• [What is asked] Begin with the line that contains "the rough bark" and transcribe each line after it, up to and including the last line of the listing below.

##### Dataset extract #####

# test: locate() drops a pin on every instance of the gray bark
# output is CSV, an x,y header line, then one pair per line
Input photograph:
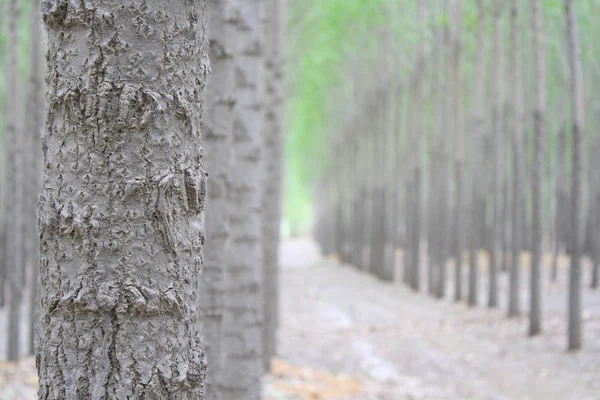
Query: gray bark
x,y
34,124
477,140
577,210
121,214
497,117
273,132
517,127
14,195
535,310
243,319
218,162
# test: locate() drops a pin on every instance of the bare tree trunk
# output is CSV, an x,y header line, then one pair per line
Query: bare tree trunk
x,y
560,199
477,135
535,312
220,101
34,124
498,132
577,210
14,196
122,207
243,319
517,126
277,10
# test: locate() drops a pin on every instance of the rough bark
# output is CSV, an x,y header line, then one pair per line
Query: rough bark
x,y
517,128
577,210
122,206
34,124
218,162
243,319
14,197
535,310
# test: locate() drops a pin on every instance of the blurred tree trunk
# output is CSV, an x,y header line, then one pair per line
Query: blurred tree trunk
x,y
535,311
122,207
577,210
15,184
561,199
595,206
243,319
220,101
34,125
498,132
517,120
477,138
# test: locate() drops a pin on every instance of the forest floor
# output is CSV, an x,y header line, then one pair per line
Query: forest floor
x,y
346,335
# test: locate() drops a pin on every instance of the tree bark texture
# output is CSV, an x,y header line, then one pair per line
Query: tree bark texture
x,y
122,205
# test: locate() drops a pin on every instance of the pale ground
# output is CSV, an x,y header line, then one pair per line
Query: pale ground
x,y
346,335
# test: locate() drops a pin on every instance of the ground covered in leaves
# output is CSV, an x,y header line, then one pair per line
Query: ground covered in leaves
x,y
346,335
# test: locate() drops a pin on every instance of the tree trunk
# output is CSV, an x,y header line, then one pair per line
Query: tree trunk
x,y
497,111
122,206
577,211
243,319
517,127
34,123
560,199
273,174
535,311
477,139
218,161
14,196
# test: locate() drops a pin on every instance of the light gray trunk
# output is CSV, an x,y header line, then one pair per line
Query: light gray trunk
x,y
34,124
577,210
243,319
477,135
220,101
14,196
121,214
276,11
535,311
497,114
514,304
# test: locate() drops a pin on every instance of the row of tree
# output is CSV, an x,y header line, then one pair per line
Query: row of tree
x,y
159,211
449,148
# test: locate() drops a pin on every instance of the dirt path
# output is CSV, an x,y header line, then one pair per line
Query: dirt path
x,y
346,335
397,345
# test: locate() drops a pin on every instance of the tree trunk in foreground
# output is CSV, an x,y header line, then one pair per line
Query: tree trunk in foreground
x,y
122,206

#####

• [Solution below]
# test: locate() drops a pin on every instance of the rough bark
# output is CSV, an x,y header line, then one pair per line
Query: rough bark
x,y
517,128
577,210
122,206
34,124
218,162
243,319
14,197
535,310
# test: locate() drops a pin on every instance of the blurred tree trunk
# output is CSV, an x,y header line, then one pair per line
Query: blurred tree trunk
x,y
535,311
122,207
577,210
15,184
561,199
595,206
243,319
220,101
34,125
498,132
517,120
477,138
# test: locate() drops a pin on every instance of the forest floor
# output is CSV, an x,y header line, then one pair per line
Query: forest floor
x,y
346,335
# test: locate() drops a pin on every instance of the tree bark texture
# output is CSV, an x,y header line, then one pair per line
Query: tree bark texture
x,y
122,205
# test: locate() drops a pin on every instance of the pale ground
# output is CSV, an x,y header line, then one pair per line
Query: pale ground
x,y
346,335
# test: locate() drops a pin on every instance of the ground covered in leaves
# output is CSV, an x,y header line, then one pair per line
Query: ground covered in leaves
x,y
346,335
# test: locate() drops a pin on every instance of the tree trunk
# output is CSV, an x,y header line, then one pair per line
Query: tree trunk
x,y
497,111
122,206
577,211
243,319
517,127
34,123
560,199
273,174
535,311
477,139
218,161
14,196
# test: locate() drops a pin on every instance of the light gray trunk
# output is CSV, an x,y header line, then one pair per line
Query: light gray trunk
x,y
34,124
577,210
243,319
477,135
220,101
14,196
121,214
276,11
535,311
497,114
514,304
# test: locate() drops a pin on every instance of the row of tree
# output is CSV, an x,y header line, then one pair per line
Query: row of tree
x,y
159,211
449,148
# test: locate() drops a pin on every instance of the dirt path
# output is CSV, an x,y header line, then one pair per line
Query: dirt path
x,y
346,335
397,345
# test: locate() drops a pin on every instance of the tree trunk in foreground
# output is CSV, an x,y header line, then one pair per line
Query: tree trunk in foreground
x,y
122,206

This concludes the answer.